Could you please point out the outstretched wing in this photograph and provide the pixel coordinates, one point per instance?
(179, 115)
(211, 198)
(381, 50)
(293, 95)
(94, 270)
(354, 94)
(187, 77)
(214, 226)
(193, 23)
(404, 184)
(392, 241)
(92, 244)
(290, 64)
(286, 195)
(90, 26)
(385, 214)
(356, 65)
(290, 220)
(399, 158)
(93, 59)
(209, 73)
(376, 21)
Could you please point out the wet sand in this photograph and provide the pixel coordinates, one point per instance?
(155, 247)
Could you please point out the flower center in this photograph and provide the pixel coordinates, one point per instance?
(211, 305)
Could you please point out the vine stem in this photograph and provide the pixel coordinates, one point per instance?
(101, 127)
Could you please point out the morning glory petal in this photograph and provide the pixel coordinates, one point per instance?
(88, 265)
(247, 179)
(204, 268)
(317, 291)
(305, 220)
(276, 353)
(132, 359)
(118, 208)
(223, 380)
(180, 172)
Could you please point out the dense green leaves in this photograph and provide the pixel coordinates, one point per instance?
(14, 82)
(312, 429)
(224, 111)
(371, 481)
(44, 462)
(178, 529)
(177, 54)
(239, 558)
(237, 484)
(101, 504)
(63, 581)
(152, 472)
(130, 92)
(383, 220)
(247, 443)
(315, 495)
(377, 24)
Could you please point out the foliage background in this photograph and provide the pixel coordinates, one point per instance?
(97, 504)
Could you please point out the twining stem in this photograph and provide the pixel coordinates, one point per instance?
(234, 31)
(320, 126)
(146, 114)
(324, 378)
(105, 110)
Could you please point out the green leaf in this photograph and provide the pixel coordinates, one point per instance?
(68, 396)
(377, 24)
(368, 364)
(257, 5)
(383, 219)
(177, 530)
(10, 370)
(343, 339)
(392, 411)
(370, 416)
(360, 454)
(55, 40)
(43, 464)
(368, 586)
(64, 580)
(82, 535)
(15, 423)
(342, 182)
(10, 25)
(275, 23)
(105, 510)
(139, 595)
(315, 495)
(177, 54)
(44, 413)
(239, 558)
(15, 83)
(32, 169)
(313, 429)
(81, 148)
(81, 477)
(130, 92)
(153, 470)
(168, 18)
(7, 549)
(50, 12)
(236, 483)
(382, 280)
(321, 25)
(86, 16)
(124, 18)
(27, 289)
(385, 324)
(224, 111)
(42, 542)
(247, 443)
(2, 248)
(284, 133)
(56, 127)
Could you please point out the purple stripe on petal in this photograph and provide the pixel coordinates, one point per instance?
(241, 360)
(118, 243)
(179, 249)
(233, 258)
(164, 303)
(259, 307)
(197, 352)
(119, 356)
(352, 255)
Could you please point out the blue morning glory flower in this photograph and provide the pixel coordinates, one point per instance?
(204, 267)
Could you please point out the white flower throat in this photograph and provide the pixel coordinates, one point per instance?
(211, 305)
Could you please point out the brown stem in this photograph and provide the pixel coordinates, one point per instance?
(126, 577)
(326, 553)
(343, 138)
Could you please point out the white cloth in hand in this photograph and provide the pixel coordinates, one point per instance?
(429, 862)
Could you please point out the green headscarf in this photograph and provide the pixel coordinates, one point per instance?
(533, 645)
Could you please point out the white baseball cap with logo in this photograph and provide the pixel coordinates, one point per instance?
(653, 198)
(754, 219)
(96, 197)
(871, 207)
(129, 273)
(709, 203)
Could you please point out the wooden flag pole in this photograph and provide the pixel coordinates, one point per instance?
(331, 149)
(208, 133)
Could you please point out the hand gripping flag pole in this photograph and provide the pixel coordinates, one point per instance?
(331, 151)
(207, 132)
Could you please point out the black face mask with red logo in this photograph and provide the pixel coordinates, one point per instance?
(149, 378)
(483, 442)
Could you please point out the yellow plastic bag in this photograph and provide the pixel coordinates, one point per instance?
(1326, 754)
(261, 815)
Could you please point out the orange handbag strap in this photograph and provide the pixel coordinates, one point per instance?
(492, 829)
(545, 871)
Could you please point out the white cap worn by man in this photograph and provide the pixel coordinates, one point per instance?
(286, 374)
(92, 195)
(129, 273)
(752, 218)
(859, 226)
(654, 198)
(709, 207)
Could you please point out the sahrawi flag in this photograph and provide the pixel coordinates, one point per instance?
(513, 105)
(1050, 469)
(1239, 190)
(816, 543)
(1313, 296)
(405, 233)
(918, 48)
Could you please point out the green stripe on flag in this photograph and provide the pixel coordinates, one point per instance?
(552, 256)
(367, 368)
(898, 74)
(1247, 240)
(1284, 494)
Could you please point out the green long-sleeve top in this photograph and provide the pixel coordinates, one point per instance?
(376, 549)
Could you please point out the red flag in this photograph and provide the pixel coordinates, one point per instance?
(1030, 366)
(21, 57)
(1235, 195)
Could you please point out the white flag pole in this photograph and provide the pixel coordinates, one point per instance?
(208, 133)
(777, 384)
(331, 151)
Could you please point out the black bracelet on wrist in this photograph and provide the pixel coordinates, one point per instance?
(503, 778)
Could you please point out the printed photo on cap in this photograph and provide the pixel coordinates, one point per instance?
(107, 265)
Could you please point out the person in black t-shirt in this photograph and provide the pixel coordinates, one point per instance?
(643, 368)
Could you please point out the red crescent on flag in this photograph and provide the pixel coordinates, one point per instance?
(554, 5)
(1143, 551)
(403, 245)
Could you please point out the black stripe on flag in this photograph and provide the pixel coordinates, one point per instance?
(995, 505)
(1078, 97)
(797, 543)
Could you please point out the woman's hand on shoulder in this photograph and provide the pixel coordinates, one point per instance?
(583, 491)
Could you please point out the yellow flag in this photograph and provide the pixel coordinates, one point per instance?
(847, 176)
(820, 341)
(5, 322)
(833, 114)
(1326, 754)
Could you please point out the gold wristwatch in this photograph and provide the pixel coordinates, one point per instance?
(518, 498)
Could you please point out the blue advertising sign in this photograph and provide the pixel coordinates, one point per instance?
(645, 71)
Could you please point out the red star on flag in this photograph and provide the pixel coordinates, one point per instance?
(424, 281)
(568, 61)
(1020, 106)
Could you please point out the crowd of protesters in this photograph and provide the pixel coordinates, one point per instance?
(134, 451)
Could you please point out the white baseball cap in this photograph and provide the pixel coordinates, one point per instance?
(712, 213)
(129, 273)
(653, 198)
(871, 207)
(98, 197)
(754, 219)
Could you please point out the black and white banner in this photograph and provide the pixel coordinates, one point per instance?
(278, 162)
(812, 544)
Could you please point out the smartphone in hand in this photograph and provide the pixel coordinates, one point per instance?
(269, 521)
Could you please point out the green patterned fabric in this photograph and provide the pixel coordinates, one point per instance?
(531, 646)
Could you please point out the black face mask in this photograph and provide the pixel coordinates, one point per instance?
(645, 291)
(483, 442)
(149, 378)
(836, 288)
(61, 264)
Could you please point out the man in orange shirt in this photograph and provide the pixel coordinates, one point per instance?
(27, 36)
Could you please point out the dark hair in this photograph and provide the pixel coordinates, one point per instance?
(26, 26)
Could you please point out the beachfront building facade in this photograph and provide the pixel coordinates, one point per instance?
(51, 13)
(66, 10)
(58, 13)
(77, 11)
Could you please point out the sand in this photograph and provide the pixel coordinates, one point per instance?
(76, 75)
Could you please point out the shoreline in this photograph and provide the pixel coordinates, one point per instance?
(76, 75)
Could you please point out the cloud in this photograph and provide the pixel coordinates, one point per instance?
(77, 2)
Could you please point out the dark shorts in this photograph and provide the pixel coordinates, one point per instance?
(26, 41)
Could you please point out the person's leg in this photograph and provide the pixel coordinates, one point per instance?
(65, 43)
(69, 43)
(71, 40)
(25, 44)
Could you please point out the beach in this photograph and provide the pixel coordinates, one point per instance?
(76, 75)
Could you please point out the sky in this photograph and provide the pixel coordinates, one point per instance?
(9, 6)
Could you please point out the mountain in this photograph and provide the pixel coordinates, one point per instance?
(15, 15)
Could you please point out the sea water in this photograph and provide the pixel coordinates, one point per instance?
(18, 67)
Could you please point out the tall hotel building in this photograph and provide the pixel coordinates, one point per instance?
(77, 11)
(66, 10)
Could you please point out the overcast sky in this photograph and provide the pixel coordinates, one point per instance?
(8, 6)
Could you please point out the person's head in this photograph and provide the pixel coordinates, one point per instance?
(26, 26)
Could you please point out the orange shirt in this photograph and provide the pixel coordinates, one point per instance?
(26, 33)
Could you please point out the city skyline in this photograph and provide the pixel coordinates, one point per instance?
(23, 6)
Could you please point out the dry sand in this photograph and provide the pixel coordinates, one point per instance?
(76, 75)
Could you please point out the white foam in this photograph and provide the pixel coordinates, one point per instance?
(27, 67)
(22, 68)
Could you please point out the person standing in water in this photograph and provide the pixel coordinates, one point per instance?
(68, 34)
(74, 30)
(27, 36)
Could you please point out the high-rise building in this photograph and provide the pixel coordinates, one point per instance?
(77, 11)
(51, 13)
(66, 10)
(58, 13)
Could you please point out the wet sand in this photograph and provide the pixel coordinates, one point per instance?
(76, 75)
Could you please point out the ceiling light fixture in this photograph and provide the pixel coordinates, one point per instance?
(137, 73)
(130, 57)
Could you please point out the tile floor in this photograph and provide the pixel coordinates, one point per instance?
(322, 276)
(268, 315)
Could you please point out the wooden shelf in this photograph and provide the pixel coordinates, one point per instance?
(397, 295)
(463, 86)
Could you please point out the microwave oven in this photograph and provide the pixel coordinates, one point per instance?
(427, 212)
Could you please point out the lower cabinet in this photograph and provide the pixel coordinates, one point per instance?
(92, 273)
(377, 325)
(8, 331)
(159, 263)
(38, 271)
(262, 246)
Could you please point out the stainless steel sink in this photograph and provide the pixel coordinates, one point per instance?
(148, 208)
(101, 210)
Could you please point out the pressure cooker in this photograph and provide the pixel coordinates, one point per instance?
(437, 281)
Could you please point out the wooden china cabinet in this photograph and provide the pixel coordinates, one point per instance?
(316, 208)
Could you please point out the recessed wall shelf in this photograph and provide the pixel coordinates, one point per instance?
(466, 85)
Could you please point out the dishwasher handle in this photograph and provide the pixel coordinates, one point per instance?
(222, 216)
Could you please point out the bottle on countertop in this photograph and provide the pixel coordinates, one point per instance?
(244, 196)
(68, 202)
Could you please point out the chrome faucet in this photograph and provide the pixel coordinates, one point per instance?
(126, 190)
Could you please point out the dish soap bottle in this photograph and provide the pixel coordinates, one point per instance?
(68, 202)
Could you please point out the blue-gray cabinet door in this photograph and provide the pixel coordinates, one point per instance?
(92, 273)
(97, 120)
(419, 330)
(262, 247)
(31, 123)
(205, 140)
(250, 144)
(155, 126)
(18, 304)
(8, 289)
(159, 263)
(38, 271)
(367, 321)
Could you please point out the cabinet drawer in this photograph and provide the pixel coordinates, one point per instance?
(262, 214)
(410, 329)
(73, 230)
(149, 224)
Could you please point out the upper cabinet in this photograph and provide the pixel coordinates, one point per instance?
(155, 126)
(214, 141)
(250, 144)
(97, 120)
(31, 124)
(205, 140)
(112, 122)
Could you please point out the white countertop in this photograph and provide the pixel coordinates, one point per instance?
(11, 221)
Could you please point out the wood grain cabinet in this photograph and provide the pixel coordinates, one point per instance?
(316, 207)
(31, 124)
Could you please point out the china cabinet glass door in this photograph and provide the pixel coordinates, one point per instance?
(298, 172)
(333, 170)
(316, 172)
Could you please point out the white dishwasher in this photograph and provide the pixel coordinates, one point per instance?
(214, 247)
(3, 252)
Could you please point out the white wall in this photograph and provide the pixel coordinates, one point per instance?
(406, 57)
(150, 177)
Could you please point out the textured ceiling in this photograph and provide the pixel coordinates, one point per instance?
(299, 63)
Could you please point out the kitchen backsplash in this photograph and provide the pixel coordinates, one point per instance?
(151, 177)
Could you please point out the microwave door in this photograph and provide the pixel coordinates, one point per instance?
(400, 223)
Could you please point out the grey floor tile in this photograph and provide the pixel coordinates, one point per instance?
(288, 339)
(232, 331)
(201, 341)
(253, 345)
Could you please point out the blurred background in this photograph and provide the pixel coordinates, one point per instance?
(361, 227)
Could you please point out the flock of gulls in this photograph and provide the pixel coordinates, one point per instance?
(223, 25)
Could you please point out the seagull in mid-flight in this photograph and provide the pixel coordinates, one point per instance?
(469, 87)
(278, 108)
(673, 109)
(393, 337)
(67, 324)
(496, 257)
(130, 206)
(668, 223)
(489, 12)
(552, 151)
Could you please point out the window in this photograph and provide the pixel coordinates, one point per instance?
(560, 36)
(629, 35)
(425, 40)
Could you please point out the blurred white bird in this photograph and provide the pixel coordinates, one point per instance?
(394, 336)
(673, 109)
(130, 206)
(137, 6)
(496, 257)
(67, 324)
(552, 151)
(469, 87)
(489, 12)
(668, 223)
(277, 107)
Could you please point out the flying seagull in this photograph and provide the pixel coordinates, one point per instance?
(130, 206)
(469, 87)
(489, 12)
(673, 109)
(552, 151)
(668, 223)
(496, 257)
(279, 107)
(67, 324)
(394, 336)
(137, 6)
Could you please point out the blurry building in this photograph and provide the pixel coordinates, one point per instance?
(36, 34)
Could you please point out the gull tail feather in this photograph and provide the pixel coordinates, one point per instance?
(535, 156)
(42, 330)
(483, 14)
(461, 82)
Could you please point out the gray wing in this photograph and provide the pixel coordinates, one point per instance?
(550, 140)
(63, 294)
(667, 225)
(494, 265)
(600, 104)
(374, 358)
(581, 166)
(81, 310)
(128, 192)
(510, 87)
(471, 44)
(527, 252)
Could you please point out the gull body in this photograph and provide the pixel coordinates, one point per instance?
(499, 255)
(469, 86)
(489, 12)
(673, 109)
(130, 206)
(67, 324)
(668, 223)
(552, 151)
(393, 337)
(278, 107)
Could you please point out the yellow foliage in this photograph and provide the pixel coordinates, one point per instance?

□ □ □ □ □ □ □

_Directions for this task:_ Repeat word for word the lines running from the line containing "Could you please point out the blurry" to the end of the entries above, inclusive.

_Your solution:_
Could you please point out the blurry building in this photograph and provide the pixel coordinates, one point per instance?
(36, 34)
Could you please point out the gull tail feather in this photograph and provide the pixel coordinates, one point per instance?
(535, 156)
(42, 330)
(483, 14)
(461, 82)
Could you please point out the gray wing in this photograph and provide the pixel coordinates, one point per instance?
(550, 140)
(63, 294)
(667, 225)
(494, 265)
(600, 104)
(374, 358)
(581, 166)
(81, 310)
(128, 192)
(510, 87)
(471, 44)
(527, 252)
Could you please point out the gull body in this photograph and provide the pixel coordinates, one point per instance?
(499, 255)
(469, 86)
(489, 12)
(673, 109)
(130, 206)
(67, 324)
(668, 223)
(552, 151)
(393, 337)
(278, 107)
Could you please point out the yellow foliage in this photograph and provide the pixel coordinates, one point per instance?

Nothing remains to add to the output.